[START OF Quoted text]

Sunday, December 18, 2011

Yikes Readers...never thought I´d try this one....


Cave diving. I have read Dead Man´s Handshake (a very scary essay in Bonnington´s book Quest for Adventure) and The Darkness Beckons (even more scary history of cave diving, written by Martyn Farr ´at a time when many of the original participants were still alive and available for interview´). That, I thought, would put me off for life.



But, well OK, this was only cavern diving (less serious and more spacious than true cave diving), in a cenote in Mexico called Chac Mool.


A cenote is a freshwater pool forming the visible part of a submerged cave system Some of them extend for miles under the flat landscape of the Yucatan.


Random notes....
  • Less scary than I had imagined - good visibility, powerful torch, and 1:1 with the dive master.
  • Interesting stuff: a) a thermocline, where the warm water below meets the cold fresh water above, together with b) a halocline: a subtype of chemocline caused by a strong, vertical salinity gradient within a body of water. The overall effect is like a floating mirror-mirage until disturbed,which becomes quite hazy when disturbed. Only visible when you are in it, or very close to it.
  • Underwater stalactites and stalagmites, formed when the limestone cave was above ground millions of years ago. 
  • Swim around in passageways large and small, stop at an amazing air bell (roof decorated with cave straws) where you can take your mouthpiece out and chat, and generally gawp at the darkness.
  • Not deep (12m max), very up-and-down dive profile. 
  • Fish in the cave seem to be able to swim between the two layers of water with no problems. How do they do that?  

Thursday, December 08, 2011

Climbing at Quetzaltenango (aka Xela), Guatemala

These crags are in the Cerro Quenado to the SE of town. We spent a lot of time searching for access and topo info, and then even more time searching for the crags, so here´s what to do if you´re interested.  

Access: take a taxi (50Q each way - the driver will come back and pick you up if asked) from the main square in Xela to Baues (3-4 km), turn right up a cobbled road to La Muela (2 km, steep), and then Chicua (1km, flat). Crag visible on the skyline above and right. You can get a bus to Baues (ask for the Almolonga or Zunil bus) - only 2Q but you´ll have to walk the rest.
 
Main Crag (above Chicua)
Visible from the road. Head up paths through various weird, makeshift shrines of all manner of Christian denomination (very busy on Wednesdays and Sundays) for 20 mins, steeply uphill. 

About 15-20 routes. The face climbs are bolted, and most are hard (5.11-12), with the first bolts missing, and start in horrible pits strewn with garbage and poo.

There are some excellent-looking cracks, but you´ll need chunky trad gear - hexes and big cams.

Also, there are some nice easier routes at the left-hand end, including a superb bolted arete with 2 finishes (about 5.8 on the right, too windy on the left, at least when we were there!).

Plenty of new route possibilities on blank faces, if you have the requisite bolt-kit and steel fingers

Summit Crags (above La Muela)
We went here on our first day, by mistake. From the edge of La Muela, a track leads up to the skyline crags via a football pitch.  30 mins, steep.


Basically, you´re exploring. There are some interesting pinnacles and unprotected faces (bolts needed), and a few cracks around to the right.

[END OF Quoted text]
[START OF Data block]

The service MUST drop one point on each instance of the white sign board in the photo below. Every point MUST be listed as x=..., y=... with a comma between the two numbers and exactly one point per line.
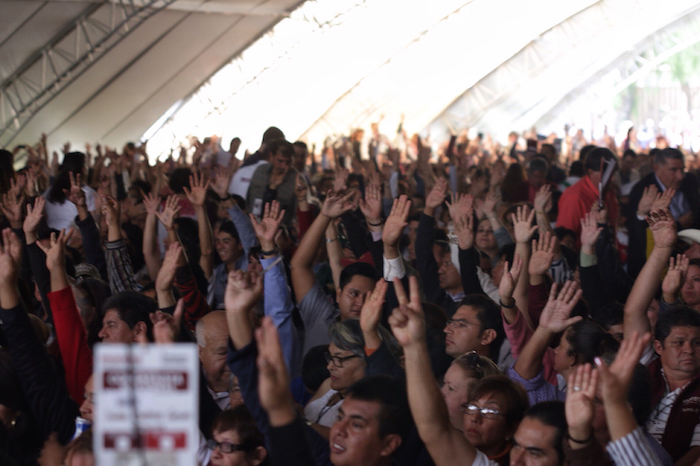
x=146, y=405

[END OF Data block]

[Complete the following]:
• A. Transcribe the part of the travel blog post that begins at the words "But, well OK, this" and stops after the words "Random notes....".
• B. According to the travel blog post, what is the maximum depth of the dive at Chac Mool?
• C. Pick up the travel blog post after its last sentence and keep writing in the same voice.

[Answer set]:
• A.
But, well OK, this was only cavern diving (less serious and more spacious than true cave diving), in a cenote in Mexico called Chac Mool.


A cenote is a freshwater pool forming the visible part of a submerged cave system Some of them extend for miles under the flat landscape of the Yucatan.


Random notes....

• B. 12m

• C.
The main pinaccle has a few iron spikes on top, so has obviously been climbed. Accessing the summit via a scramble behind this pinnacle, then a pitch of Diff, then more scrambling, makes for a good adventure. Good views.




Bouldering and new route possibilities in Honduras

We spent a few days at Copan Ruinas over the border in Honduras (good Mayan ruins).

For those seeking a little rock action, there are a couple of crags in the area.

This is the only info you´re likely to find. Don´t get too excited

1) Copan Crag. Above the ruins, to the west, is a hill. Facing the Copan ruins, a small crag is visible just below the skyline. There are a few decent aretes (that look unprotected but solid), and some easy bouldering at the far right end. About 10 problems.

Access: after crossing the bridge leading out of Copan Ruinas towards the Mayan ruins, a dirt road leads up left after about 200m (currently signposted for Macaw Mountain). Walk up this for about 400m and then strike up right almost to the summit of a grassy, sparsely wooded hill (popular with kite-flying kids). Contour round to the right, negotiating a coupe of barbed-wire fences, to find the crag. 

2) Macaw Mountain Crag. This is visible from the town, up the valley past the Macaw Mountain park. It´s an orange-grey outcrop inset high above a steep vegetated slope. A path leaves the road at just the right spot, but we didn´t hike up there. Looks good but hard to get off the top. Access rights probably non-existent. Take a bolt kit, watch the roly-poly possibilities, and don´t get shot.

Thursday, December 01, 2011

What Afterlife 

Part 17 and a bit - the Maya today

After the last entry in the W.A. canon, in which a rather baffled author failed to see any afterlife benefits available for the ordinary Mayan civilian in ancient times, much was today revealed concerning the fate of their modern counterparts, ie the larger part of the Guatemalan population.



Henry Crow and his crack team of psi-investigators (well, Linda anyway) found themselves at the hill village of Chichicastanega on market day - a bustling, chaotic bazaar of local goods and wares designed by thousands of colour-blind Mayans on acid.

While we recovered from temporary retinal damage, a helpful local guide took us to a hill-top shrine where the locals worship a deity known as Pascual Abaj -  a god of fertility, represented by a small black rock in a fireplace. A couple of the local shamans were out and about, building small bonfires of offerings and doing a bit of chanting.

It emerged that the modern Mayan has many dozens of gods, many varying between communities, with the main ones comprising a constant triumvirate of sun, moon and rain

However, all ceremonies, with the exception of a certain amount of ancestor worship, aim to improve matters for the mortal man or woman, and consist of prayers for crops, rain, health and suchlike. There is no concept of a soul, and no notion of rebirth, redemption, salvation or....gasp....afterlife, that are the stuff of most theologies.

Thus, What Afterlife has drawn a blank with this one. No afterlife. When your dead, your dead, and that´s it.  Not the faintest hint of a whiff of metaphysical ether.


So, nothing to see here, everyone back on the bus....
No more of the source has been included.